■ **Task goal**: An exact, complete printout of the listing is wanted, minus its images.

■ **Data supplied**:

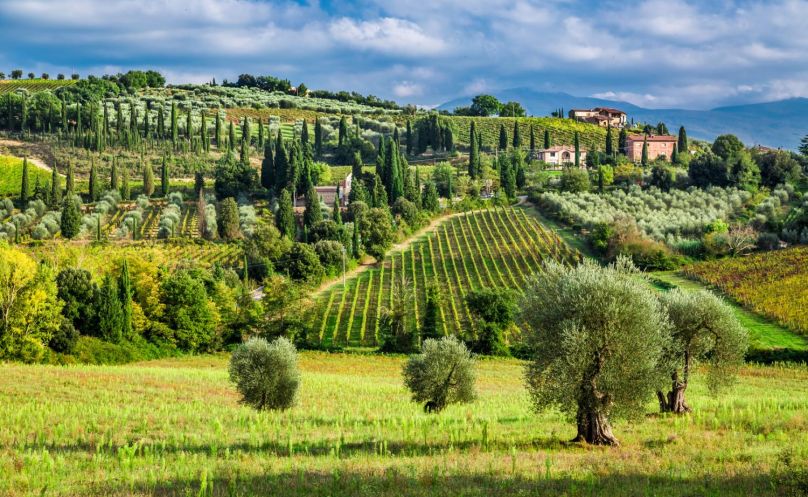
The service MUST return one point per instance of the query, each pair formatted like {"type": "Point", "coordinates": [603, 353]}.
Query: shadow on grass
{"type": "Point", "coordinates": [395, 482]}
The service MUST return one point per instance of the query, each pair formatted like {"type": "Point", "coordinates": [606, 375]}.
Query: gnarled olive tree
{"type": "Point", "coordinates": [704, 328]}
{"type": "Point", "coordinates": [599, 337]}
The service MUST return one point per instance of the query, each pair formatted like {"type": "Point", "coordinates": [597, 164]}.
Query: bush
{"type": "Point", "coordinates": [442, 374]}
{"type": "Point", "coordinates": [266, 374]}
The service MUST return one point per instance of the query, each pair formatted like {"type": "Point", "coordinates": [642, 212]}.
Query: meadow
{"type": "Point", "coordinates": [174, 427]}
{"type": "Point", "coordinates": [491, 248]}
{"type": "Point", "coordinates": [774, 284]}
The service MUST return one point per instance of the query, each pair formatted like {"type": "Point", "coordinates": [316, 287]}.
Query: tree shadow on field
{"type": "Point", "coordinates": [392, 482]}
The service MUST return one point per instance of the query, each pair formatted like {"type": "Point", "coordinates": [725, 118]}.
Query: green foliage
{"type": "Point", "coordinates": [266, 374]}
{"type": "Point", "coordinates": [442, 374]}
{"type": "Point", "coordinates": [599, 336]}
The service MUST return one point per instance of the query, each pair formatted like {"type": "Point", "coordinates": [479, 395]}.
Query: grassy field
{"type": "Point", "coordinates": [11, 176]}
{"type": "Point", "coordinates": [774, 284]}
{"type": "Point", "coordinates": [174, 427]}
{"type": "Point", "coordinates": [481, 249]}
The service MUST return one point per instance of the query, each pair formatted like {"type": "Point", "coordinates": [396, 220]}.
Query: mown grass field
{"type": "Point", "coordinates": [491, 248]}
{"type": "Point", "coordinates": [774, 284]}
{"type": "Point", "coordinates": [11, 176]}
{"type": "Point", "coordinates": [174, 427]}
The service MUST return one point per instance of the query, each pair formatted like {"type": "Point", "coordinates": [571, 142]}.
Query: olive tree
{"type": "Point", "coordinates": [442, 374]}
{"type": "Point", "coordinates": [266, 373]}
{"type": "Point", "coordinates": [704, 328]}
{"type": "Point", "coordinates": [599, 335]}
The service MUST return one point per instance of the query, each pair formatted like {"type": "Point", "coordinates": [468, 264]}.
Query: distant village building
{"type": "Point", "coordinates": [658, 145]}
{"type": "Point", "coordinates": [560, 155]}
{"type": "Point", "coordinates": [602, 116]}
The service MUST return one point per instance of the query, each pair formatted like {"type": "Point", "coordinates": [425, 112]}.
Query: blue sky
{"type": "Point", "coordinates": [654, 53]}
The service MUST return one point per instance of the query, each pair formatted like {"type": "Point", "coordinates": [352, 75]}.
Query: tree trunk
{"type": "Point", "coordinates": [594, 428]}
{"type": "Point", "coordinates": [674, 401]}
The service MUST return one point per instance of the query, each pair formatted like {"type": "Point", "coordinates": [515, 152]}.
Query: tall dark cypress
{"type": "Point", "coordinates": [318, 138]}
{"type": "Point", "coordinates": [268, 168]}
{"type": "Point", "coordinates": [164, 185]}
{"type": "Point", "coordinates": [25, 188]}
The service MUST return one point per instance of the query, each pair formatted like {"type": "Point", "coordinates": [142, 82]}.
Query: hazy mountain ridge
{"type": "Point", "coordinates": [779, 124]}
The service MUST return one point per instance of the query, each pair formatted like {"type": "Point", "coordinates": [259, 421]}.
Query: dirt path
{"type": "Point", "coordinates": [32, 159]}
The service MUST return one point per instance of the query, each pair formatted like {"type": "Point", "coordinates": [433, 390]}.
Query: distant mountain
{"type": "Point", "coordinates": [774, 124]}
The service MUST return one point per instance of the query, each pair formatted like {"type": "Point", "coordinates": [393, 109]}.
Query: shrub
{"type": "Point", "coordinates": [266, 374]}
{"type": "Point", "coordinates": [442, 374]}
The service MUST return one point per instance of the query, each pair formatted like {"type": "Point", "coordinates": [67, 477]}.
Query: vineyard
{"type": "Point", "coordinates": [562, 131]}
{"type": "Point", "coordinates": [33, 85]}
{"type": "Point", "coordinates": [11, 175]}
{"type": "Point", "coordinates": [774, 284]}
{"type": "Point", "coordinates": [480, 249]}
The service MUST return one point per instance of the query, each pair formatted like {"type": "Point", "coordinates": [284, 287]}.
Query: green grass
{"type": "Point", "coordinates": [11, 176]}
{"type": "Point", "coordinates": [164, 427]}
{"type": "Point", "coordinates": [763, 333]}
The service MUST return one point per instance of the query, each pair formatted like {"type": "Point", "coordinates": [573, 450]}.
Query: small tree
{"type": "Point", "coordinates": [704, 329]}
{"type": "Point", "coordinates": [266, 374]}
{"type": "Point", "coordinates": [599, 337]}
{"type": "Point", "coordinates": [442, 374]}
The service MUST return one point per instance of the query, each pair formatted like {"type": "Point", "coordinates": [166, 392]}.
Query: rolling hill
{"type": "Point", "coordinates": [775, 124]}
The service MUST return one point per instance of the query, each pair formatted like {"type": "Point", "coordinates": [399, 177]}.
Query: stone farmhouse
{"type": "Point", "coordinates": [602, 116]}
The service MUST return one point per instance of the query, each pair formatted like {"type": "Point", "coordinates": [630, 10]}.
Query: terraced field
{"type": "Point", "coordinates": [479, 249]}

■ **Output**:
The service MUST return one point per instance of the query, each pair formatted like {"type": "Point", "coordinates": [603, 353]}.
Query: shadow on grass
{"type": "Point", "coordinates": [395, 482]}
The service MUST return one point per instance of the query, each pair formatted like {"type": "Point", "coordinates": [606, 375]}.
Query: gnarled olive tree
{"type": "Point", "coordinates": [704, 328]}
{"type": "Point", "coordinates": [599, 337]}
The service MUST return one point per instance of the query, each pair formatted like {"type": "Point", "coordinates": [597, 164]}.
Query: bush
{"type": "Point", "coordinates": [442, 374]}
{"type": "Point", "coordinates": [266, 374]}
The service MUST return one point per instance of the query, each pair formatted like {"type": "Point", "coordinates": [642, 212]}.
Query: meadow
{"type": "Point", "coordinates": [174, 427]}
{"type": "Point", "coordinates": [491, 248]}
{"type": "Point", "coordinates": [774, 284]}
The service MUST return one point per instance of the query, each pair formatted like {"type": "Point", "coordinates": [316, 287]}.
Query: tree shadow on field
{"type": "Point", "coordinates": [392, 482]}
The service MUST return one point per instance of the query, each pair formatted like {"type": "Point", "coordinates": [725, 118]}.
Query: green foliage
{"type": "Point", "coordinates": [266, 374]}
{"type": "Point", "coordinates": [442, 374]}
{"type": "Point", "coordinates": [599, 336]}
The service MUST return one point per instance of the query, each pair formatted like {"type": "Point", "coordinates": [479, 395]}.
Query: grassy field
{"type": "Point", "coordinates": [11, 176]}
{"type": "Point", "coordinates": [774, 284]}
{"type": "Point", "coordinates": [174, 427]}
{"type": "Point", "coordinates": [481, 249]}
The service MUST return one point per instance of the query, each pair formatted like {"type": "Point", "coordinates": [396, 220]}.
Query: mown grass field
{"type": "Point", "coordinates": [491, 248]}
{"type": "Point", "coordinates": [774, 284]}
{"type": "Point", "coordinates": [11, 176]}
{"type": "Point", "coordinates": [174, 427]}
The service MUST return one point per instance of the query, each pair formatted like {"type": "Point", "coordinates": [571, 142]}.
Query: olive tree
{"type": "Point", "coordinates": [442, 374]}
{"type": "Point", "coordinates": [266, 373]}
{"type": "Point", "coordinates": [704, 328]}
{"type": "Point", "coordinates": [599, 335]}
The service MUST return one point per instance of the query, each pair formatted like {"type": "Point", "coordinates": [468, 264]}.
Query: distant village building
{"type": "Point", "coordinates": [658, 145]}
{"type": "Point", "coordinates": [560, 155]}
{"type": "Point", "coordinates": [602, 116]}
The service MUST return one point per instance of the query, each pair formatted like {"type": "Point", "coordinates": [425, 112]}.
Query: blue sky
{"type": "Point", "coordinates": [654, 53]}
The service MUST return one point per instance of the query, each pair formatted like {"type": "Point", "coordinates": [352, 75]}.
Query: tree trunk
{"type": "Point", "coordinates": [594, 428]}
{"type": "Point", "coordinates": [674, 401]}
The service MUST return one point per instance of the query, each pair formatted like {"type": "Point", "coordinates": [515, 152]}.
Query: tall dark cypress
{"type": "Point", "coordinates": [318, 138]}
{"type": "Point", "coordinates": [268, 168]}
{"type": "Point", "coordinates": [164, 185]}
{"type": "Point", "coordinates": [25, 188]}
The service MUST return one point per instance of the query, each pair formatted like {"type": "Point", "coordinates": [142, 82]}.
Query: hazy mountain ridge
{"type": "Point", "coordinates": [779, 124]}
The service MUST return one point per instance of the query, each pair formatted like {"type": "Point", "coordinates": [259, 421]}.
Query: dirt path
{"type": "Point", "coordinates": [32, 159]}
The service MUST return one point per instance of the query, each pair formatted like {"type": "Point", "coordinates": [433, 390]}.
Query: distant mountain
{"type": "Point", "coordinates": [774, 124]}
The service MUST return one point per instance of the query, each pair formatted like {"type": "Point", "coordinates": [393, 109]}.
Query: shrub
{"type": "Point", "coordinates": [266, 374]}
{"type": "Point", "coordinates": [442, 374]}
The service MUST return one point per instance of the query, each pair formatted like {"type": "Point", "coordinates": [67, 477]}.
Query: vineyard
{"type": "Point", "coordinates": [562, 131]}
{"type": "Point", "coordinates": [33, 85]}
{"type": "Point", "coordinates": [11, 175]}
{"type": "Point", "coordinates": [774, 284]}
{"type": "Point", "coordinates": [480, 249]}
The service MUST return one point per instance of the query, each pair formatted like {"type": "Point", "coordinates": [284, 287]}.
Query: green grass
{"type": "Point", "coordinates": [11, 176]}
{"type": "Point", "coordinates": [164, 427]}
{"type": "Point", "coordinates": [763, 333]}
The service MUST return one point per instance of the query, each pair formatted like {"type": "Point", "coordinates": [573, 450]}.
Query: small tree
{"type": "Point", "coordinates": [704, 329]}
{"type": "Point", "coordinates": [266, 374]}
{"type": "Point", "coordinates": [599, 337]}
{"type": "Point", "coordinates": [442, 374]}
The service MUST return one point per instance of the query, each pair formatted like {"type": "Point", "coordinates": [166, 392]}.
Query: rolling hill
{"type": "Point", "coordinates": [775, 124]}
The service MUST return one point per instance of the query, each pair formatted like {"type": "Point", "coordinates": [399, 177]}.
Query: stone farmhouse
{"type": "Point", "coordinates": [602, 116]}
The service MUST return one point per instance of the query, each pair formatted like {"type": "Point", "coordinates": [630, 10]}.
Query: terraced field
{"type": "Point", "coordinates": [479, 249]}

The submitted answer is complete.